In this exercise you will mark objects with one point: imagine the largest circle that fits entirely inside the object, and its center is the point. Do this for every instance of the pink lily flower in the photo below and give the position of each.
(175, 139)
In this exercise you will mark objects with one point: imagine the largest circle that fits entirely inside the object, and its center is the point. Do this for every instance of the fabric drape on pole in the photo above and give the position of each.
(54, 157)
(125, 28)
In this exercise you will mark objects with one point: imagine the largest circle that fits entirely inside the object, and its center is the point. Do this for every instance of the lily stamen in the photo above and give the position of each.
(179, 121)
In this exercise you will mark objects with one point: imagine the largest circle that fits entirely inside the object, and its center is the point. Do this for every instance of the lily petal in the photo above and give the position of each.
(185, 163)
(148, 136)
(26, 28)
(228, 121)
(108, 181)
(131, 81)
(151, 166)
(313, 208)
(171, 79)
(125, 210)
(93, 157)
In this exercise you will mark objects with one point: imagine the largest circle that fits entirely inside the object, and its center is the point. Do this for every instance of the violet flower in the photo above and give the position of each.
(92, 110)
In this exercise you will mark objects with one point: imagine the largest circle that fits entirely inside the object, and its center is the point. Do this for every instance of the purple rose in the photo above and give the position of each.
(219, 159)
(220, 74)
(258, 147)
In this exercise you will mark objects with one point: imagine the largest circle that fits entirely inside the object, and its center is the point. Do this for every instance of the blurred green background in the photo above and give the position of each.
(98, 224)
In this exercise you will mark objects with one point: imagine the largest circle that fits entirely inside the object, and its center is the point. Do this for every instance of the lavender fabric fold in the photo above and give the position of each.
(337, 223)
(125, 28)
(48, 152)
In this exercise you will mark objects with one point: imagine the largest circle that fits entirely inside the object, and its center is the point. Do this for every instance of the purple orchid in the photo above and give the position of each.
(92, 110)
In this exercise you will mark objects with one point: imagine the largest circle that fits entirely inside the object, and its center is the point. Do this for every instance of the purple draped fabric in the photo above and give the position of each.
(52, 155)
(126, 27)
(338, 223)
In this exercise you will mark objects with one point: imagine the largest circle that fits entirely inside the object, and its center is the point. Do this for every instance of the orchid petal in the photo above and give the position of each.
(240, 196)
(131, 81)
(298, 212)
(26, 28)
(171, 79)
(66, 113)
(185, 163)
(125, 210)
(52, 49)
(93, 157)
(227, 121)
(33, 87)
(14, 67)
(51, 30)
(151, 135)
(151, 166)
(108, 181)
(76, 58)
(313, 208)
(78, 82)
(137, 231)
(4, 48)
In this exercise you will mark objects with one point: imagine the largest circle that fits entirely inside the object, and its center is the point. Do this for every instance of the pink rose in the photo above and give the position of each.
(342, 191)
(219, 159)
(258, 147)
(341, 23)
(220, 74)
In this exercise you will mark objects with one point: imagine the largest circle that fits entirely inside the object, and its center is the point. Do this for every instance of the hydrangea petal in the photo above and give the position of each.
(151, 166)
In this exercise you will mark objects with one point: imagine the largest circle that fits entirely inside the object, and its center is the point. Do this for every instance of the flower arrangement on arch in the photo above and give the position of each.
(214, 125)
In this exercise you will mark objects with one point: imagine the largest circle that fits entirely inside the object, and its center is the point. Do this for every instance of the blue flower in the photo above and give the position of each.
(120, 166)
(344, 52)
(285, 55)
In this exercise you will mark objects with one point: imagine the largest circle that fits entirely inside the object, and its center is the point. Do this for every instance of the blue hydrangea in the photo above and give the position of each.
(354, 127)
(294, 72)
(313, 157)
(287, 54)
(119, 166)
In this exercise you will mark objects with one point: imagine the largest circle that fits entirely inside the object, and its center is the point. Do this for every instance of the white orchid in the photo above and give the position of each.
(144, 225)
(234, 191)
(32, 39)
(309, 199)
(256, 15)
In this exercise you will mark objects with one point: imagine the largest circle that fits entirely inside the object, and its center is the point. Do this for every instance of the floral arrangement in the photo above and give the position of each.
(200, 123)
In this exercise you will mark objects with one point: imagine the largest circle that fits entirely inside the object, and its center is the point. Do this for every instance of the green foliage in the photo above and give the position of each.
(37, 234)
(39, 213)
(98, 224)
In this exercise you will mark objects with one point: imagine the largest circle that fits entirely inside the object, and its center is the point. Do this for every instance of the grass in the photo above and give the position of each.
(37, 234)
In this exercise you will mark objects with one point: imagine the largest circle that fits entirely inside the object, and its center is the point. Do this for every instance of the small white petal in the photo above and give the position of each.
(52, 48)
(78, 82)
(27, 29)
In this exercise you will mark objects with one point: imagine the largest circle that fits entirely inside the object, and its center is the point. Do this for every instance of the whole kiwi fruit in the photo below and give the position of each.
######
[SHORT EXERCISE] Render all of the lines above as a numbered list, omitting any blank lines.

[TASK SOLUTION]
1. In this exercise you will mark objects with one point: imagine the largest circle that fits entirely inside the object, and its center is the point. Do this for every instance of the pink lily flower in the photo below and give the position of each.
2. (175, 139)
3. In this exercise you will mark objects with one point: imagine the largest circle that fits entirely inside the object, and its center is the point. Do this for every instance of the fabric drape on pole in the photo above and give the position of each.
4. (54, 157)
5. (125, 28)
6. In this exercise you will mark objects with one point: imagine the largest circle that fits entirely inside the object, and its center is the point. Do this for every instance of the lily stamen in the photo above and give the position of each.
7. (179, 121)
8. In this exercise you will mark objects with one point: imagine the largest circle that fits entirely inside the object, and its center is the point. Do this for every instance of the lily petal in the photo above and give the position of each.
9. (185, 163)
10. (148, 136)
11. (26, 28)
12. (228, 121)
13. (108, 181)
14. (131, 81)
15. (151, 166)
16. (313, 208)
17. (171, 79)
18. (125, 210)
19. (93, 157)
20. In this exercise you will mark objects with one point: imagine the largest circle that fits entirely inside the object, and its center is the point. Do this for every instance of the violet flower in the photo above and give the position of each.
21. (92, 110)
22. In this exercise you will mark objects with one point: imagine the largest circle that fits entirely inside the object, and its center is the point. Do this for every instance of the purple rose in the photo above and give the position of each.
23. (219, 159)
24. (220, 74)
25. (258, 147)
26. In this exercise you will mark objects with one point: imagine the largest circle that fits entirely inside the object, and its center is the point. Do this for every instance of the blurred green background in the photo above and give the position of each.
27. (98, 224)
28. In this exercise you will mark objects with one point: imagine the largest circle that fits entirely inside the object, and its center is the point. Do this for every instance of the lavender fabric fold in the photo above and give the position of each.
29. (337, 223)
30. (125, 28)
31. (48, 152)
32. In this exercise you will mark objects with one point: imagine the largest circle that fits entirely inside the object, and its center is the point. Do this for every instance of the purple orchid in the photo above and give the position of each.
33. (92, 110)
34. In this exercise you will mark objects with one point: imagine the largest circle that fits entirely inside the object, and its center is the point. Do this for every instance of the purple draped fabric in the photo above and give the position of each.
35. (52, 155)
36. (126, 27)
37. (338, 223)
38. In this exercise you will mark objects with one point: imagine the largest circle that fits entirely inside the object, and its center is the point. Do this for every instance of the orchid petal in the photo above and give the position of each.
39. (240, 196)
40. (131, 81)
41. (298, 212)
42. (26, 28)
43. (171, 79)
44. (66, 113)
45. (185, 163)
46. (125, 210)
47. (52, 49)
48. (93, 157)
49. (227, 121)
50. (33, 87)
51. (14, 67)
52. (51, 30)
53. (151, 135)
54. (151, 166)
55. (108, 181)
56. (76, 58)
57. (313, 208)
58. (78, 82)
59. (137, 231)
60. (4, 48)
61. In this exercise you will mark objects with one point: imagine the largest circle that fits entirely inside the object, and its center is the point. Do this for every instance of the pink rose in the photo above and give the position of each.
62. (342, 191)
63. (219, 159)
64. (258, 147)
65. (341, 23)
66. (220, 74)
67. In this exercise you will mark objects with one point: imagine the largest circle that fits entirely inside the object, and its center is the point. Do this for every instance of the hydrangea petal in the photo above and give the position of each.
68. (151, 166)
69. In this exercise you will mark objects with one point: imagine the largest circle that fits entirely inside the object, and its center is the point. Do this for every instance of the flower arrangement on arch in the photo above and give the position of each.
70. (214, 125)
71. In this exercise you will mark objects with one point: imagine the largest circle that fits entirely inside the object, and its center is the point. Do this for every instance of the blue flower in the photo above and give the position of each.
72. (120, 166)
73. (344, 52)
74. (285, 55)
75. In this exercise you will mark objects with one point: imagine the largest circle that fits entirely inside the object, and its center is the point. Do this for every instance of the blue hydrangea in the photo above and give the position of each.
76. (354, 127)
77. (294, 72)
78. (313, 157)
79. (287, 54)
80. (119, 166)
81. In this exercise you will mark objects with one point: imagine the largest circle that fits entirely inside the object, and its center is the point. Do this for every instance of the white orchid in the photo above and give the position of each.
82. (144, 225)
83. (234, 191)
84. (32, 39)
85. (309, 199)
86. (256, 15)
87. In this exercise you will mark objects with one point: imagine the largest circle that fits entirely inside the object, and its center is the point. Do this for every instance of the floral arrangement in the photo above and give the position of each.
88. (200, 123)
89. In this exercise you will mark objects with one point: imagine the largest circle that fits entirely inside the object, and its center is the point. Do this for every instance of the green foliage in the photo above and give the position of each.
90. (37, 234)
91. (39, 213)
92. (98, 224)
93. In this exercise you will mark objects with one point: imagine the largest circle that fits entirely inside the object, and its center is the point. Do this for every instance of the grass in the photo above and give the position of each.
94. (37, 234)
95. In this exercise you will mark objects with one point: imagine the largest circle that fits entirely inside the object, and its center is the point. Do this for every instance of the small white petal in the photo above and give the position of each.
96. (52, 48)
97. (78, 82)
98. (27, 29)
99. In this exercise you will mark objects with one point: imagine the largest circle that fits entirely inside the object, and its center is the point. Do this for every instance of the whole kiwi fruit in the photo below and give the position of each.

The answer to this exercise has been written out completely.